### Your assignment
Output the data in full. Keep every entry exactly as written.

[Supplied records Boundary: Start]

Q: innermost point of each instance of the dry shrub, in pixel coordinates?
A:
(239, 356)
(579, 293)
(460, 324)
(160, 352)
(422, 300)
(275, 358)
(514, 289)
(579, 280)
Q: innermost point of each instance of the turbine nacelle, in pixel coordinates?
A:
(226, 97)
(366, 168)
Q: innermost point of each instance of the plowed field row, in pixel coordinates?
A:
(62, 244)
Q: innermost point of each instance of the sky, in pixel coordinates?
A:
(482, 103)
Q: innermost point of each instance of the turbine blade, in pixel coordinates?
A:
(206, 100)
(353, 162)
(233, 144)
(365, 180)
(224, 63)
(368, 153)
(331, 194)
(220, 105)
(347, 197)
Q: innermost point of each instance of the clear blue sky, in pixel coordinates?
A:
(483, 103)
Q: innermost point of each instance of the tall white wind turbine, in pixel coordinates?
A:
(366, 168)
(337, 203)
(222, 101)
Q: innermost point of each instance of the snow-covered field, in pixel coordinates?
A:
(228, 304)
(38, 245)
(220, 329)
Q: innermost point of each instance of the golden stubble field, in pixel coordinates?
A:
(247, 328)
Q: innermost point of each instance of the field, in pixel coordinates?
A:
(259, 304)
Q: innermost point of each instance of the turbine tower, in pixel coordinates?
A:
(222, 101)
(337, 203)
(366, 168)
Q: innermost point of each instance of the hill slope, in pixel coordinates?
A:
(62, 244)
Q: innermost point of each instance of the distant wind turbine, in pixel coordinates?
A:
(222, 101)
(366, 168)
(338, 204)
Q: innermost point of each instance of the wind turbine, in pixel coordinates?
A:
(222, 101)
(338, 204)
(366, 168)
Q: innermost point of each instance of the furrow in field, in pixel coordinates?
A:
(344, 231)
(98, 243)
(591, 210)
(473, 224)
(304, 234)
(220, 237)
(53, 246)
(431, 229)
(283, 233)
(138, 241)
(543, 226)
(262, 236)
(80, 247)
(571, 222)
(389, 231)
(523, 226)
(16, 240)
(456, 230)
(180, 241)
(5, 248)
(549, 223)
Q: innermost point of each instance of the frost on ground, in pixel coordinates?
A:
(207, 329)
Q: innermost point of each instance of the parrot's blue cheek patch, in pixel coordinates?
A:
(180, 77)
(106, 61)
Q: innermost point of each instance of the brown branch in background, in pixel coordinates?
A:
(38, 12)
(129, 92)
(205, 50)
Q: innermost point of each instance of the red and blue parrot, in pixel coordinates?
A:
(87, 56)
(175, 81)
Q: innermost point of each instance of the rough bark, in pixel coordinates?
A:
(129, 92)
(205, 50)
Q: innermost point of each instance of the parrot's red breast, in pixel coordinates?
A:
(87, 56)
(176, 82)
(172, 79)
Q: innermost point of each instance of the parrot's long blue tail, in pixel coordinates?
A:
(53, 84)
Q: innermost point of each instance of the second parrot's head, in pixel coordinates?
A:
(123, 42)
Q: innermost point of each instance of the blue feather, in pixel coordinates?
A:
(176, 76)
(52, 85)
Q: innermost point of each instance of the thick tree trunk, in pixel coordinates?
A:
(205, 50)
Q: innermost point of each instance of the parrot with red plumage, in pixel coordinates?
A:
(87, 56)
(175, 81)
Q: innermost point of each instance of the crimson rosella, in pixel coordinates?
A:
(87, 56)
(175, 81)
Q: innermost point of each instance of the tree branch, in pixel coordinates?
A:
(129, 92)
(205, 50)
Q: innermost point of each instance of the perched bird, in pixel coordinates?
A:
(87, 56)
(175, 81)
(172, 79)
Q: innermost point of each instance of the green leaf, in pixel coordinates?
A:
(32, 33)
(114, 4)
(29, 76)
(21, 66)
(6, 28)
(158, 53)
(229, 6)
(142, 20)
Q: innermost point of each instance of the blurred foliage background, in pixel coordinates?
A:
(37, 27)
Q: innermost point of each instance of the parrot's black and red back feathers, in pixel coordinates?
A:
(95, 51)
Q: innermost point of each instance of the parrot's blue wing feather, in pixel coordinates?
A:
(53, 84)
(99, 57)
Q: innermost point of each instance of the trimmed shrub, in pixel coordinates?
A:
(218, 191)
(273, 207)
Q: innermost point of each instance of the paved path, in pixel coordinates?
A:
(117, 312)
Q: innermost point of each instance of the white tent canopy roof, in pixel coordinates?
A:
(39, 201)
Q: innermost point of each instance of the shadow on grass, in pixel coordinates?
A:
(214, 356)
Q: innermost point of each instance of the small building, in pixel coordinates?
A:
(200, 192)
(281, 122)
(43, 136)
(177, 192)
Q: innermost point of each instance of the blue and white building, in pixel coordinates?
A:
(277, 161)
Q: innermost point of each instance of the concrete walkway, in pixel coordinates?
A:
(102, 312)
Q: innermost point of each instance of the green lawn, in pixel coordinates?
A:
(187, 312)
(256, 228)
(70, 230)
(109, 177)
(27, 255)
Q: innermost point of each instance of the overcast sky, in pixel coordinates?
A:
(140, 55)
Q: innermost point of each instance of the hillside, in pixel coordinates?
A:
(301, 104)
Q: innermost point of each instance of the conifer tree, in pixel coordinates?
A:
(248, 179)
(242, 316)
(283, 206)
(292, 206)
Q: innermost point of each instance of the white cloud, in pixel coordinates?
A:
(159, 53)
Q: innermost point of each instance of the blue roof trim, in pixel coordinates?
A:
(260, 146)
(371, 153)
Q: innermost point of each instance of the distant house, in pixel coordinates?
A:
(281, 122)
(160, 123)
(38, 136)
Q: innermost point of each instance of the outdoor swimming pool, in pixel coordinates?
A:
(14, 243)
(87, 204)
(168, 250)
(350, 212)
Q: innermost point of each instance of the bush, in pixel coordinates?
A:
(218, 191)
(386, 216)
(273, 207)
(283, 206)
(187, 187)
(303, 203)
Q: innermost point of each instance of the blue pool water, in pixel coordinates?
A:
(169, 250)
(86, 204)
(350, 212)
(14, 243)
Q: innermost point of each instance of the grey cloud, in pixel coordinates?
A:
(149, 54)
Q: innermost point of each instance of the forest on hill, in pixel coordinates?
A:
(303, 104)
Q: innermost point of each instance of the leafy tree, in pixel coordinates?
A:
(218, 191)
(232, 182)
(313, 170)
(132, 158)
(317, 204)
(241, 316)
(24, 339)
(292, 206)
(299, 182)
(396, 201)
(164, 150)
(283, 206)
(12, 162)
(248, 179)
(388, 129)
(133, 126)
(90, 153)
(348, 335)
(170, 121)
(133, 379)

[Supplied records Boundary: End]

### Response box
Q: innermost point of each instance of the dry shrub, in pixel coordinates?
A:
(239, 356)
(579, 293)
(460, 324)
(160, 352)
(422, 300)
(275, 358)
(514, 289)
(579, 280)
Q: innermost point of each instance of the turbine nacelle, in pixel coordinates?
A:
(226, 97)
(366, 168)
Q: innermost point of each instance of the plowed field row, in pixel coordinates?
A:
(62, 244)
Q: innermost point of each instance of the sky, in pixel coordinates?
A:
(482, 103)
Q: innermost point of each instance of the turbine blade, in pixel coordinates?
A:
(206, 100)
(353, 162)
(233, 144)
(365, 180)
(224, 63)
(368, 153)
(331, 194)
(220, 105)
(347, 197)
Q: innermost point of each instance of the clear blue sky, in pixel coordinates?
A:
(483, 103)
Q: innermost point of each instance of the tall white wind turbine, in pixel coordinates?
A:
(366, 168)
(337, 203)
(222, 101)
Q: innermost point of each instance of the snow-covered field, in pixel coordinates?
A:
(228, 304)
(38, 245)
(220, 329)
Q: innermost point of each instance of the golden stubble field, in pixel coordinates?
A:
(247, 328)
Q: innermost point of each instance of the field, in pixel coordinates?
A:
(259, 304)
Q: innermost point of each instance of the turbine tower, in pixel coordinates?
A:
(222, 101)
(337, 203)
(366, 168)
Q: innermost point of each instance of the hill slope, in pixel coordinates?
A:
(62, 244)
Q: innermost point of each instance of the distant wind turbine, in pixel coordinates?
A:
(222, 101)
(366, 168)
(338, 204)
Q: innermost point of each instance of the wind turbine, in pixel coordinates?
A:
(222, 101)
(338, 204)
(366, 168)
Q: innermost point of each instance of the furrow in field, in pixel coordinates?
A:
(344, 231)
(98, 243)
(591, 210)
(473, 224)
(304, 234)
(220, 237)
(53, 246)
(431, 229)
(283, 233)
(138, 241)
(543, 226)
(262, 236)
(80, 247)
(571, 222)
(389, 231)
(523, 226)
(16, 240)
(456, 230)
(180, 241)
(5, 248)
(549, 223)
Q: innermost point of each instance of the frost on ground, in pixel coordinates?
A:
(207, 329)
Q: innermost point of each instance of the parrot's blue cheek patch, in pixel coordinates?
A:
(180, 77)
(106, 61)
Q: innermost point of each instance of the brown branch in background, in pixel coordinates?
A:
(38, 12)
(129, 92)
(205, 50)
Q: innermost point of each instance of the red and blue parrot, in pixel coordinates?
A:
(87, 56)
(175, 81)
Q: innermost point of each instance of the rough bark, in pixel coordinates?
A:
(129, 92)
(205, 50)
Q: innermost point of each instance of the parrot's red breast, in pixel coordinates?
A:
(87, 56)
(176, 82)
(172, 79)
Q: innermost point of each instance of the parrot's long blue tail, in pixel coordinates?
A:
(53, 84)
Q: innermost point of each instance of the second parrot's head, in pixel coordinates?
A:
(123, 42)
Q: innermost point of each instance of the blue feather, in pixel coordinates?
A:
(176, 76)
(52, 85)
Q: innermost point of each instance of the thick tree trunk, in pixel coordinates?
A:
(205, 50)
Q: innermost point of each instance of the parrot with red plumage, in pixel coordinates?
A:
(87, 56)
(175, 81)
Q: innermost point of each instance of the crimson rosella, in pixel coordinates?
A:
(87, 56)
(175, 81)
Q: innermost point of each instance of the tree branch, in pixel coordinates?
A:
(129, 92)
(205, 50)
Q: innermost point of each instance of the perched bird, in pixel coordinates?
A:
(87, 56)
(175, 81)
(172, 79)
Q: innermost point of each instance of the green leaf, in pixel coordinates?
A:
(32, 33)
(114, 4)
(29, 76)
(21, 66)
(6, 28)
(158, 53)
(229, 6)
(142, 20)
Q: innermost point of each instance of the blurred foliage background, in pixel coordinates?
A:
(37, 27)
Q: innermost point of each instance of the parrot's black and red back feathers, in pixel coordinates?
A:
(95, 51)
Q: innermost point of each instance of the parrot's blue wing feather, in pixel coordinates?
A:
(53, 84)
(99, 57)
Q: innermost point of each instance of the trimmed shrub, in pixel coordinates?
A:
(218, 191)
(273, 207)
Q: innermost point of each instance of the paved path, in pixel coordinates?
A:
(117, 312)
Q: innermost point of each instance of the white tent canopy roof, in pixel coordinates?
A:
(39, 201)
Q: innermost point of each instance of the shadow on grass, in pixel coordinates?
A:
(214, 356)
Q: innermost point of each instance of the small building, in pixel coordinates?
A:
(200, 192)
(281, 122)
(43, 136)
(177, 192)
Q: innermost point of each instance of the blue and white building, in pixel coordinates?
A:
(277, 161)
Q: innermost point of each instance of the concrete walkway, in pixel coordinates?
A:
(102, 312)
Q: innermost point of each instance of the green lawn, in pixel coordinates?
A:
(187, 312)
(256, 228)
(70, 230)
(109, 177)
(27, 255)
Q: innermost point of each instance of the overcast sky, in pixel coordinates?
A:
(140, 55)
Q: innermost point of each instance of the hillside, in pixel coordinates?
A:
(301, 104)
Q: innermost point of each instance of the conifer tree, in pixel coordinates?
A:
(248, 179)
(242, 316)
(283, 206)
(292, 206)
Q: innermost point of each instance of the white cloud, in pixel coordinates?
A:
(159, 53)
Q: innermost point of each instance of the blue roof trim, in pixel coordinates?
A:
(260, 146)
(371, 153)
Q: innermost point of each instance of the distant house, in pixel coordinates?
A:
(281, 122)
(160, 123)
(38, 136)
Q: innermost point of each instance of the outdoor swimming pool, in pixel coordinates?
A:
(14, 243)
(87, 204)
(168, 250)
(350, 212)
Q: innermost point of each instance of the bush, in pixel coordinates?
A:
(218, 191)
(386, 216)
(273, 207)
(283, 206)
(187, 187)
(303, 203)
Q: innermost point of each instance of the blue pool water, in pixel coordinates?
A:
(169, 250)
(86, 204)
(350, 212)
(14, 243)
Q: innermost point of each instance of the grey cloud, in pixel coordinates?
A:
(149, 54)
Q: innermost point of each instance of the forest on hill, in pixel coordinates?
A:
(303, 104)
Q: innermost point of each instance of the leafy tree, in pixel coordinates?
A:
(218, 191)
(232, 182)
(313, 170)
(132, 158)
(317, 204)
(241, 316)
(24, 339)
(292, 206)
(299, 182)
(396, 201)
(164, 150)
(283, 206)
(12, 162)
(248, 179)
(388, 129)
(133, 126)
(90, 153)
(348, 335)
(170, 121)
(133, 379)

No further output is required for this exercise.